→ Texte fourni
Coup de tonnerre ou tempête dans un verre d’eau pour de l’histoire ancienne, les révélations de l’Anssi pourraient avoir au moins le mérite de rappeler chacun à une vigilance qu’il est trop souvent aisé d’oublier.

En ouverture de l’édition 2019 du Forum International de la Cybersécurité (FIC), Guillaume Poupard, le patron de l’Agence nationale pour la sécurité des systèmes d’information (Anssi), expliquait que sa principale inquiétude concernait les attaques où « l’objectif n’est pas explicite », où l’on cherche à s’introduire sans viser de résultats immédiats. Pour lui, « certains préparent des conflits futurs et cherchent à prépositionner des charges ». Et il l’a répété à nouveau au mois de janvier, faisant le bilan de l’année 2020.

Cette édition 2019 du FIC marquait un tournant, en cela que l’on parlait enfin ouvertement des attaques sur la chaîne logistique. Laurent Nuñez, alors secrétaire d’État auprès du ministère de l’Intérieur, évoquait des attaques en « mode rebond ».

Bien sûr, à l’époque, les plus aguerris pensaient à l’exemple historique de l’attaque ayant touché RSA. À l’automne 2011, l’éditeur tirait publiquement les leçons d’une opération ayant notamment conduit à des attaques chez Lockheed Martin et Northrop Gumman. Plus tard, en 2017, la compromission de l’éditeur russe MeDoc avait servi de point de départ à l’incident NotPetya. Mais c’était bien avant la découverte de la vaste et très sophistiquée opération partie de la compromission d’instances SolarWinds, révélée tout récemment.

Aujourd’hui, les révélations de l’Anssi autour d’une campagne d’attaque ayant touché, selon elle, plusieurs entités françaises, en s’appuyant sur des instances de l’outil de supervision Centreon, apportent un contexte supplémentaire aux déclarations répétées de Guillaume Poupard.

De fait, il est difficile d’imaginer qu’en évoquant des assaillants prépositionnant leurs charges, le patron de l’Anssi n’ait pas eu, en coulisse, une pensée pour cette campagne. L’agence indique aujourd’hui avoir identifié les premières compromissions fin 2017 ; les dernières l’ayant été encore courant 2020.

Dans sa note d’alerte, l’Anssi indique avoir « constaté sur les systèmes compromis, l’existence d’une porte dérobée de type webshell, déposée sur plusieurs serveurs Centreon exposés sur Internet ». Mais à cette porte dérobée s’en ajoutait une autre, « nommée Exaramel par l’éditeur ESET ». Pour l’agence, « cette campagne présente de nombreuses similarités avec des campagnes antérieures du mode opératoire Sandworm ». Une façon de pointer de manière à peine voilée en direction de la Russie. Le Kremlin n’a pas manqué de réagir en qualifiant « d’absurdes » de telles considérations – sans que cela constitue véritablement une quelconque surprise : Moscou a toujours démenti avoir conduit les attaques informatiques dont d’autres pays pouvaient l’accuser.

→ Lignes enregistrées

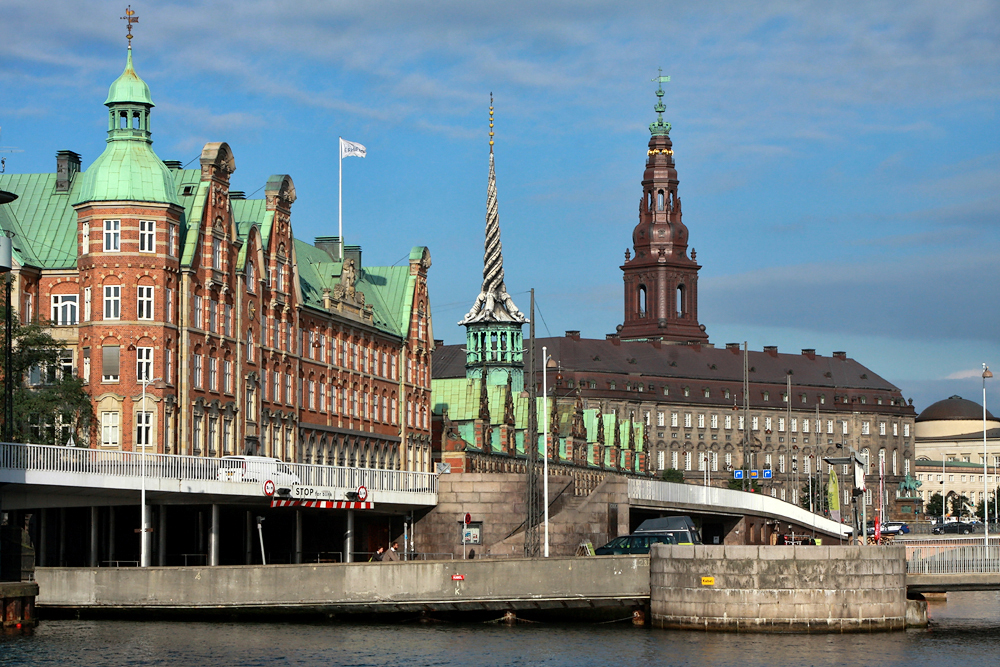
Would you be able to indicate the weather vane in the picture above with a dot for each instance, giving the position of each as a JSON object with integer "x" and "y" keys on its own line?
{"x": 130, "y": 18}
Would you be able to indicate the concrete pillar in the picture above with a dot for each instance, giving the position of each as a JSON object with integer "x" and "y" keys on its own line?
{"x": 213, "y": 537}
{"x": 349, "y": 537}
{"x": 62, "y": 537}
{"x": 94, "y": 546}
{"x": 161, "y": 538}
{"x": 111, "y": 533}
{"x": 298, "y": 536}
{"x": 42, "y": 541}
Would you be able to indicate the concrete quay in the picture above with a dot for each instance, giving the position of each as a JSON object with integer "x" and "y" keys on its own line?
{"x": 618, "y": 585}
{"x": 826, "y": 589}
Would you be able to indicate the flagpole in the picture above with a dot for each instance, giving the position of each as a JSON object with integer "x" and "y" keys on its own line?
{"x": 340, "y": 194}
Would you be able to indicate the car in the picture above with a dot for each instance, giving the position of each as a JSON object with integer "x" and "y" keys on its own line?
{"x": 633, "y": 544}
{"x": 954, "y": 527}
{"x": 255, "y": 469}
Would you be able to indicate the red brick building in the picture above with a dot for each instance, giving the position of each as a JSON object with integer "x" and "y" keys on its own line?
{"x": 249, "y": 340}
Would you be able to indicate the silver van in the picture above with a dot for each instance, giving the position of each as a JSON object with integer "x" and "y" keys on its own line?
{"x": 255, "y": 469}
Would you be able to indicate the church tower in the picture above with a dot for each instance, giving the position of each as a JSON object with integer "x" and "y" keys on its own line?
{"x": 494, "y": 342}
{"x": 661, "y": 281}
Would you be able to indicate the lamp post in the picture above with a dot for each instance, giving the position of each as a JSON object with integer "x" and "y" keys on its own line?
{"x": 143, "y": 533}
{"x": 986, "y": 504}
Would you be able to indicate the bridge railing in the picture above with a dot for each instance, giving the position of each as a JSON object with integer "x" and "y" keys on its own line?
{"x": 196, "y": 468}
{"x": 952, "y": 557}
{"x": 713, "y": 496}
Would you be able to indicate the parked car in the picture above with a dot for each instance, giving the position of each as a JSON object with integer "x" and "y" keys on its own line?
{"x": 959, "y": 527}
{"x": 256, "y": 469}
{"x": 633, "y": 544}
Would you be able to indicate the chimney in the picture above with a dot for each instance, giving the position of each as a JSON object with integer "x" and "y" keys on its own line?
{"x": 67, "y": 167}
{"x": 330, "y": 245}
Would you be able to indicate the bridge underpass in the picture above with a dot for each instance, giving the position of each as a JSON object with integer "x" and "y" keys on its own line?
{"x": 81, "y": 507}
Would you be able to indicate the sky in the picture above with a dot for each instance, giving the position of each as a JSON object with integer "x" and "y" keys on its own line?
{"x": 839, "y": 163}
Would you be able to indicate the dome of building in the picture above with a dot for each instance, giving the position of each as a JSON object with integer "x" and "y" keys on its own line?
{"x": 128, "y": 169}
{"x": 953, "y": 417}
{"x": 954, "y": 407}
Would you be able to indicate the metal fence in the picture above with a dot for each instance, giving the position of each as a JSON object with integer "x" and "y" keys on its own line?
{"x": 957, "y": 556}
{"x": 196, "y": 468}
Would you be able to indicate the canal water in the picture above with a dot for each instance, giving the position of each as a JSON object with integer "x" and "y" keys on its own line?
{"x": 965, "y": 631}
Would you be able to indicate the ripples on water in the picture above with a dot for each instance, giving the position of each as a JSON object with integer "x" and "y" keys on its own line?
{"x": 966, "y": 631}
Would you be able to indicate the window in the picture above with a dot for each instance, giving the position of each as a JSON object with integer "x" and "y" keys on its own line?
{"x": 196, "y": 371}
{"x": 110, "y": 363}
{"x": 109, "y": 429}
{"x": 143, "y": 422}
{"x": 143, "y": 363}
{"x": 112, "y": 235}
{"x": 144, "y": 303}
{"x": 112, "y": 302}
{"x": 64, "y": 309}
{"x": 147, "y": 236}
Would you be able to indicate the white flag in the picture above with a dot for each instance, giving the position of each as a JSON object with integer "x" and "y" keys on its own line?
{"x": 351, "y": 149}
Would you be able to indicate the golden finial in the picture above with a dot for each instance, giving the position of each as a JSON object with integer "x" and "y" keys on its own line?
{"x": 130, "y": 18}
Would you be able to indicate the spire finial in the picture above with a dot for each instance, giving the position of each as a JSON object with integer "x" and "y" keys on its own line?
{"x": 130, "y": 18}
{"x": 660, "y": 127}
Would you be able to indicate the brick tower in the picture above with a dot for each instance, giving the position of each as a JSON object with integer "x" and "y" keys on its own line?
{"x": 661, "y": 281}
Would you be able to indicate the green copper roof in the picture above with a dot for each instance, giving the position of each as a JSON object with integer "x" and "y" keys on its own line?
{"x": 127, "y": 171}
{"x": 129, "y": 88}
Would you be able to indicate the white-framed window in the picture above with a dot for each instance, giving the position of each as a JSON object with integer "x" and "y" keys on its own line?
{"x": 64, "y": 309}
{"x": 196, "y": 371}
{"x": 112, "y": 302}
{"x": 143, "y": 363}
{"x": 147, "y": 236}
{"x": 144, "y": 302}
{"x": 110, "y": 422}
{"x": 112, "y": 235}
{"x": 143, "y": 424}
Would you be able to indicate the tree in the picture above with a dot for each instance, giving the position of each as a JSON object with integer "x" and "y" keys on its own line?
{"x": 933, "y": 507}
{"x": 673, "y": 475}
{"x": 50, "y": 403}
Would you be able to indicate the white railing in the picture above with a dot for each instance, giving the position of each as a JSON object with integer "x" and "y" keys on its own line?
{"x": 196, "y": 468}
{"x": 968, "y": 558}
{"x": 729, "y": 499}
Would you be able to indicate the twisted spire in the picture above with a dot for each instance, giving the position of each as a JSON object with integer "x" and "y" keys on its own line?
{"x": 493, "y": 304}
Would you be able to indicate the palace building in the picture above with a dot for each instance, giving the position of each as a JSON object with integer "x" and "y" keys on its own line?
{"x": 200, "y": 325}
{"x": 676, "y": 400}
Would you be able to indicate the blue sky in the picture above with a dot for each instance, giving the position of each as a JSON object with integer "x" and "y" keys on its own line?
{"x": 839, "y": 164}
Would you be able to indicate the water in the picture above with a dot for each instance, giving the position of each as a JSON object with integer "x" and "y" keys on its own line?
{"x": 965, "y": 631}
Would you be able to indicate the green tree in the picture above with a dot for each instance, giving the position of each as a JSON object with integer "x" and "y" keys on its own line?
{"x": 673, "y": 475}
{"x": 933, "y": 507}
{"x": 50, "y": 403}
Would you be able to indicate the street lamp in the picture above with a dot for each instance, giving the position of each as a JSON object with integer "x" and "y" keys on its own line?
{"x": 144, "y": 538}
{"x": 986, "y": 505}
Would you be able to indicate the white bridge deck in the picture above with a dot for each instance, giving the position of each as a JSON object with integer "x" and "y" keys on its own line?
{"x": 35, "y": 476}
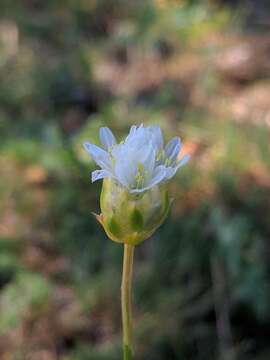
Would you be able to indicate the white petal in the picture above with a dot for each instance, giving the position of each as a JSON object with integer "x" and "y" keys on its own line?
{"x": 183, "y": 161}
{"x": 107, "y": 138}
{"x": 171, "y": 171}
{"x": 173, "y": 148}
{"x": 100, "y": 174}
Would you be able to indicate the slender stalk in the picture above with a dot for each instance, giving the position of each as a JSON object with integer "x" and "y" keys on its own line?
{"x": 126, "y": 302}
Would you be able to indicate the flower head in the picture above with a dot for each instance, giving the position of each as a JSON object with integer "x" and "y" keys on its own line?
{"x": 138, "y": 163}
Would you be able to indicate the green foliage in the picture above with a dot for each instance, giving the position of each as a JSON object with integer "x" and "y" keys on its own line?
{"x": 29, "y": 291}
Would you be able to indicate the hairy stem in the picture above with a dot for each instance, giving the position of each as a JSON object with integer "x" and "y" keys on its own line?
{"x": 126, "y": 302}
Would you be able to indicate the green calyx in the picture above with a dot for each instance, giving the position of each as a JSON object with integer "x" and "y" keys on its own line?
{"x": 131, "y": 218}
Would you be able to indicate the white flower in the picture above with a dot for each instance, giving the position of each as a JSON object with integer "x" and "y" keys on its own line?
{"x": 139, "y": 162}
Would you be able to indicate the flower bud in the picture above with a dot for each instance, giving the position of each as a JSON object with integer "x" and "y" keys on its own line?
{"x": 132, "y": 218}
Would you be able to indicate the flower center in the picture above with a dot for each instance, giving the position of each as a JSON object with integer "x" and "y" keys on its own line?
{"x": 140, "y": 176}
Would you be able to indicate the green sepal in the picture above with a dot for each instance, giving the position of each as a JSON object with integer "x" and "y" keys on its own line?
{"x": 136, "y": 220}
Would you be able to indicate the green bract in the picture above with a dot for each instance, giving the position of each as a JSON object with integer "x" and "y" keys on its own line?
{"x": 132, "y": 218}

→ Consigne écrite
Rédigez la suite du texte sur les révélations de l'Anssi concernant la campagne d'attaque visant les serveurs Centreon, en reprenant après sa dernière phrase.

→ Résultat
De son côté, Centreon a tenu à apporter des « éclaircissements » dans un communiqué de presse, soulignant que « l’attaque décrite par l’Anssi concerne exclusivement des versions obsolètes du logiciel open source », et assurément pas son édition commerciale : « en effet, l’ANSSI précise que la version la plus récente concernée par cette campagne est la version 2.5.2, sortie en Novembre 2014 ». Une version qui n’est plus prise en charge depuis 5 ans. Et entre temps, « 8 versions majeures » ont été publiées.

Et l’éditeur de fustiger un « manque d’hygiène informatique », soulignant qu’outre leur grand âge, les instances concernées étaient directement exposées sur Internet, donc « sans respect de sécurisation des serveurs et des réseaux ».

Surtout, Centreon assure qu’aucun de ses clients utilisateurs de l’édition commerciale de son outil n’a été affecté, et n’avoir « pas distribué ou contribué à propager du code malicieux ». Dès lors, pour lui, « il ne s’agit pas d’une attaque de type supply chain et aucun parallèle avec d’autres attaques de ce type ne peut être fait dans ce cas ».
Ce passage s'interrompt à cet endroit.